> [Page]
+===+

This paper proposed a mobile monitoring algorithm for flame and smoke based on the improved YOLOv7 algorithm. To solve the problem of complex and variable feature information of flame and smoke, an innovative feature extraction module CNeB was added, while Kmeans algorithm and Soft CIoU-NMS were used to enhance the training effect to strengthen the algorithm, aiming to capture the feature information of fire and delay. The improved structure diagram is shown in Fig. 1. The improvements made in this paper mainly include the following three aspects:

Fig. 1

CNeB-YOLO Structure diagram.

(1) To deal with the uncertainty and complexity of target location changes in the flame and smoke dataset, the Kmeans algorithm is used to cluster the anchor box coordinates in the self-built dataset to obtain prior anchor box coordinates suitable for this dataset, which improves training speed and model accuracy.

(2) The innovative replacement of the computationally intensive ELAN module with the lightweight CNeB module enhances feature extraction and reduces the model size, making it better suited for deployment on edge devices for detection, lowering the operating costs of the algorithm model, and improving detection real-time performance.

(3) An optimized Soft CIoU-NMS is used to reduce the number of suppressed boundary boxes, improving the accuracy of object detection. These improvements make this algorithm more effective in capturing the feature information of flames and smoke on edge devices.

The content arrangement for the remainder of this paper is as follows: In Chapter 2, we will introduce the YOLOv7 algorithm and provide a detailed account of the improvements and innovations we have made to it. In Chapter 3, we will demonstrate the superiority and practical detection effectiveness of the proposed new method through experiments and data analysis. In Chapter 4, to validate the feasibility of our proposed method in real-world applications, we employ TensorRT for acceleration and deploy it on Nvidia Jetson for simulating the running performance in practical monitoring scenarios. In the final section, we will summarize the preceding content and discuss the future prospects of this method.

+===+

> [Record set]

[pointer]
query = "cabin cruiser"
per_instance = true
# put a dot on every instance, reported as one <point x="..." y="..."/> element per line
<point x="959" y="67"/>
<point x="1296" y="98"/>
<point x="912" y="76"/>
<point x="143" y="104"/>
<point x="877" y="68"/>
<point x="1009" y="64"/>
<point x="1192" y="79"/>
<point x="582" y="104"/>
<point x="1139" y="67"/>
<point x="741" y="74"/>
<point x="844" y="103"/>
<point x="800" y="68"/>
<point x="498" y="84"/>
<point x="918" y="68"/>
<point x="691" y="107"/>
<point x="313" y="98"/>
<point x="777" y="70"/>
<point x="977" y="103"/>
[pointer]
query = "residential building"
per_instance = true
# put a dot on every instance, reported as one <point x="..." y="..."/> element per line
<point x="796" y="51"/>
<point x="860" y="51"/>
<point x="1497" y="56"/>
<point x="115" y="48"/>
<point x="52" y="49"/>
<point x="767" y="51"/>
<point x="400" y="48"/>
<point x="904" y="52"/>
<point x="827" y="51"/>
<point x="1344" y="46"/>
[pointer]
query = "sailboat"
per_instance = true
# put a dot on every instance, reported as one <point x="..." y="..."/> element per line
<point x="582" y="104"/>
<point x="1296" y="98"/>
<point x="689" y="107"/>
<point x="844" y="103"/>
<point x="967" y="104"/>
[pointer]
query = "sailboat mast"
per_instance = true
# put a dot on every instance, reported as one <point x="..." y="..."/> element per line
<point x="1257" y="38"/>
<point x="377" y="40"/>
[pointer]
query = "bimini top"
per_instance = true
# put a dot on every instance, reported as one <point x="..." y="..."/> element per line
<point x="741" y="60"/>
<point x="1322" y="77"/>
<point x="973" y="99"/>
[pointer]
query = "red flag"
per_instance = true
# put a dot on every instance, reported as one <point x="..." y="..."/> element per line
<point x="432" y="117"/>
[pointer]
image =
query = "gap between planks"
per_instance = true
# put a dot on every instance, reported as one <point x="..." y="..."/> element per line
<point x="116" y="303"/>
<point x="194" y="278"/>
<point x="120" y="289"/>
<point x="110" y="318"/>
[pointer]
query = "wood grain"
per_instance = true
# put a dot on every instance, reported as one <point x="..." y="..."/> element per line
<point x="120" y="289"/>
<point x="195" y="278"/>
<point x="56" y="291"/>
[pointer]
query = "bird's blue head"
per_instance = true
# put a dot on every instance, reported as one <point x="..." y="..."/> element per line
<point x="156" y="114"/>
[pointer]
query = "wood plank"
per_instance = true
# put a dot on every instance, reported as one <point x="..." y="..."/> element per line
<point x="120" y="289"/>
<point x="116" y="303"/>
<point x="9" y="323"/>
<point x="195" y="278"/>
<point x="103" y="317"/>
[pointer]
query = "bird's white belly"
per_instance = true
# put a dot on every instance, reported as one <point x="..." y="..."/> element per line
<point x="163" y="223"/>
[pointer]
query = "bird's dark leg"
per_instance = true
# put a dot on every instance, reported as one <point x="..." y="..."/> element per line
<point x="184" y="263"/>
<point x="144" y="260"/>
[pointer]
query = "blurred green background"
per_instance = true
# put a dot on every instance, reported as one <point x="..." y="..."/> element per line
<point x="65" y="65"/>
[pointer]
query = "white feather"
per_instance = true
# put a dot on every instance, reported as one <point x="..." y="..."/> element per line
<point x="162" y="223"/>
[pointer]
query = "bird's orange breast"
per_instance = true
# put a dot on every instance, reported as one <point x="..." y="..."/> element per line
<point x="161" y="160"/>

+===+

> [Tasks to perform]
a) Copy out each line of the rows that contains the string "bird". Case counts.
b) Carry on writing the flame and smoke detection paper, starting after its last sentence.
The flame and smoke detection paper and the rows have no connection to each other.

> [Answer set]
a)
query = "bird's blue head"
query = "bird's white belly"
query = "bird's dark leg"
query = "bird's orange breast"

b)
2 Method

2.1 YOLOv7 network model

The YOLO series algorithms are a classic type of one-stage algorithm for object detection. They partition images into different-sized anchor boxes and perform regression operations on them for object detection. As an end-to-end algorithm, the YOLOv7 network model is mainly divided into four parts: Input, Backbone, Neck, and Head. The Backbone part is the main network for target feature extraction. YOLOv7 introduces a new multi-branch stacked ELAN module in this part. In this module, the output feature information from the upper layer is divided into multiple branches, and different numbers of convolutional operations, normalization operations, and activation operations are performed on them. Finally, the feature information of different depths from each branch is stacked and then convolved again to obtain the overall feature information of different dimensions. The multi-residual structure module inside the ELAN module uses multiple skip connections, which can greatly alleviate the problem of gradient disappearance caused by increasing depth in deep neural networks. The ELAN structure is shown in Fig. 2.

Fig. 2

Structure diagram of the ELAN module.

The innovative approach in this study involves using the MPConv(Max Pooling convolution) hybrid convolutional module for down-sampling the feature information, the detailed structure is shown in Fig. 3. This method combines two common down-sampling methods, by branching the image information and using a 3x3 convolutional kernel with a stride of 2x2 and a max pooling operation with a stride of 2x2. The results of both operations are then stacked to obtain more diverse and informative down-sampling feature information.

Fig. 3

The structure diagram of the MPConv module.

The Neck part utilizes the FPN to enhance feature extraction. After obtaining three different depth feature layers from the Backbone part, the features are first divided into two parts through the CSP (Cross Stage Partial) module. One part only undergoes basic convolution activation operations, while the other part is processed by the SPP (Spatial Pyramid Pooling) module, which applies four different scales of max pooling layers to distinguish large and small targets and greatly enhances the receptive field of the model. Then the two parts are merged, greatly reducing the computational complexity, and improving training speed and model accuracy. The detailed structure is shown in Fig. 4.

Fig. 4

Structure diagram of sppcspc module.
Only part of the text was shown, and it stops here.